- [Extracted entries]
++++++++++++++++++++
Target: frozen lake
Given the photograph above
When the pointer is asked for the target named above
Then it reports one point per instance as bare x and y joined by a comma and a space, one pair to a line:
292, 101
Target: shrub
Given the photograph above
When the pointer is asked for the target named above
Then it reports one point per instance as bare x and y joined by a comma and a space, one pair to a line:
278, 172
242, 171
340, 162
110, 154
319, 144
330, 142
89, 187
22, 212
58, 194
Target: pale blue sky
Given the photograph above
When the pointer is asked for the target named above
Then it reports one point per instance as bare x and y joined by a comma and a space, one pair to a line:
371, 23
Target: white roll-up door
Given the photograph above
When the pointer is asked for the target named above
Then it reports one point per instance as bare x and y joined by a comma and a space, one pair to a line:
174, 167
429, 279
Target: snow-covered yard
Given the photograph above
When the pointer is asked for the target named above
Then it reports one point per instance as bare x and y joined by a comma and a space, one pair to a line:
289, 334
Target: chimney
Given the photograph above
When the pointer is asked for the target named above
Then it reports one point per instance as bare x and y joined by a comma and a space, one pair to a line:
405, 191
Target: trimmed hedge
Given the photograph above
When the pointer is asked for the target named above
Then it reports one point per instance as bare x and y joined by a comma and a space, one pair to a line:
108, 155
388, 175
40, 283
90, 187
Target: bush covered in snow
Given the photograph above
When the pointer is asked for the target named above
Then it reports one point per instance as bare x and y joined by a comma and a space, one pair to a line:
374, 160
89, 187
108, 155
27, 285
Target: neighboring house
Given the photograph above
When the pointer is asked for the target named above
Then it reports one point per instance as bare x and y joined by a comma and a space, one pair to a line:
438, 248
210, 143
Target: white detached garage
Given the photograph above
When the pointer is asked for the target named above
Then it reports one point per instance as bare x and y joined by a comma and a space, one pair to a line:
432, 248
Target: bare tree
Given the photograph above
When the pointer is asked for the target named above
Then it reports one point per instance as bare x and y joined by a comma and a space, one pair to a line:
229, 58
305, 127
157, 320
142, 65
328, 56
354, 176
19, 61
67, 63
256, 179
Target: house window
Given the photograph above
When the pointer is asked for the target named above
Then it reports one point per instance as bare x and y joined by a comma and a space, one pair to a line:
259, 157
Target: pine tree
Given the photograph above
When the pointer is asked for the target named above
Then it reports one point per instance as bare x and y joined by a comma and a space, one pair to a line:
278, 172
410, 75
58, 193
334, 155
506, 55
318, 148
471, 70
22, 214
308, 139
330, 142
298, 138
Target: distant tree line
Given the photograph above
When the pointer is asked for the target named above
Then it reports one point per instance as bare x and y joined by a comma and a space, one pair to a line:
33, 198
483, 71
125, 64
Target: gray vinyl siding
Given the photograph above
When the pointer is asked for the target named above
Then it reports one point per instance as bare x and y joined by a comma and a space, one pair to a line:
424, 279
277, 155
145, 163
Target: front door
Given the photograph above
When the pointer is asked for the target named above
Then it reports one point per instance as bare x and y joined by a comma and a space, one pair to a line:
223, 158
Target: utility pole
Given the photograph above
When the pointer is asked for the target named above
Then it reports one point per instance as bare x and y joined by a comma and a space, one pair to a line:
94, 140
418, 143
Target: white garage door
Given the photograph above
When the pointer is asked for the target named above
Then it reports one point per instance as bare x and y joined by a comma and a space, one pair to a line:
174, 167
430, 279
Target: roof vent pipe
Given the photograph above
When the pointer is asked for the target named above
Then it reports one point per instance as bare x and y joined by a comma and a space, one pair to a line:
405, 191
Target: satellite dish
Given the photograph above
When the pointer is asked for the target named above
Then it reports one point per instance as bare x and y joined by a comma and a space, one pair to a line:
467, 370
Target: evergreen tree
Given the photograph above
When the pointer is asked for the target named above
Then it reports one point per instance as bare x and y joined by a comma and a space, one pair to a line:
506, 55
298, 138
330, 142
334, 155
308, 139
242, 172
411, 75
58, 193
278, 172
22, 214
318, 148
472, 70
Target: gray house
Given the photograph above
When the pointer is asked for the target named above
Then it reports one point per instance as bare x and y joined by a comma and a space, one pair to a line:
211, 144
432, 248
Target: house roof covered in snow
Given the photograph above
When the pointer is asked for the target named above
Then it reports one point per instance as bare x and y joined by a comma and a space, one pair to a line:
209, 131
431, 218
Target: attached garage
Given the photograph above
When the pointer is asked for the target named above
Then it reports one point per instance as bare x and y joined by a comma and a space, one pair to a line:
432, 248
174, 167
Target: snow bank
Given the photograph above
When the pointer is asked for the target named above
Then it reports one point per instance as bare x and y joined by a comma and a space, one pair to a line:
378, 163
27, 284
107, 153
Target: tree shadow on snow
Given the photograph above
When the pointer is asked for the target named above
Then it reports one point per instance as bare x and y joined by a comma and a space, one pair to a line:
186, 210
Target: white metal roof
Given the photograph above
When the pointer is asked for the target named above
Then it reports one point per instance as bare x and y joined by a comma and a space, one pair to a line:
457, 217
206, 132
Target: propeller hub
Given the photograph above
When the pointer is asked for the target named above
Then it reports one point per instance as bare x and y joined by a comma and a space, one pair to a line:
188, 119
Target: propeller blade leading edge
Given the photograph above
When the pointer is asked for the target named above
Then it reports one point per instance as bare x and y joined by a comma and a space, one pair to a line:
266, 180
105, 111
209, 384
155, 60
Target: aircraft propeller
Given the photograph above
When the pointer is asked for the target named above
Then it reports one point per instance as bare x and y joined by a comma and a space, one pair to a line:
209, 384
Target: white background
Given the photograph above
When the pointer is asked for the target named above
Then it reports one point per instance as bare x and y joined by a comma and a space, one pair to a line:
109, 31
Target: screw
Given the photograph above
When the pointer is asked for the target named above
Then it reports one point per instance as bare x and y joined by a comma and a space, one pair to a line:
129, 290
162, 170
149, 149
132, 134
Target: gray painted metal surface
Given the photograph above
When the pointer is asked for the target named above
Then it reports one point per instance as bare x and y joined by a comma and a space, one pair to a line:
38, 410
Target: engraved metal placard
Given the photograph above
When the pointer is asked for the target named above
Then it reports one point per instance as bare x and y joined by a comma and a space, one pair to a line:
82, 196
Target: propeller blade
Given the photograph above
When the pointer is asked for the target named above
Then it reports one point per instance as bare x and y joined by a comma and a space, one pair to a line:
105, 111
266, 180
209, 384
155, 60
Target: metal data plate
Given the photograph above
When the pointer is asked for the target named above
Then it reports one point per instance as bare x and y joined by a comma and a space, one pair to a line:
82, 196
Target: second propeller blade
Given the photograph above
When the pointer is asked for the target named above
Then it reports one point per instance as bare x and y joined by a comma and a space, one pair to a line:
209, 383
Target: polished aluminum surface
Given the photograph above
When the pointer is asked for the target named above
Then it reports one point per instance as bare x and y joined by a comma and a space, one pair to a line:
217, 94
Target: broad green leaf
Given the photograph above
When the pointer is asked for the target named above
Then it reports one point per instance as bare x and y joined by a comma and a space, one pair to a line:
++++++++++++++++++++
- [What this task involves] Copy the records from the line containing "Target: polished aluminum surface" through the end of the records, swapping "pointer" for "locator" and changing nothing else.

- [Reply to the exercise]
Target: polished aluminum surface
Given the photograph above
When the locator is asked for the target named above
Then it reports one point per instance as bare x and y joined by a comma and a space, one pair to a line:
217, 94
Target: broad green leaf
Given the photograph above
When the locator is asked for the target named above
Then it reports one point per instance as bare x and y joined by a comma and a space, one pair to a line:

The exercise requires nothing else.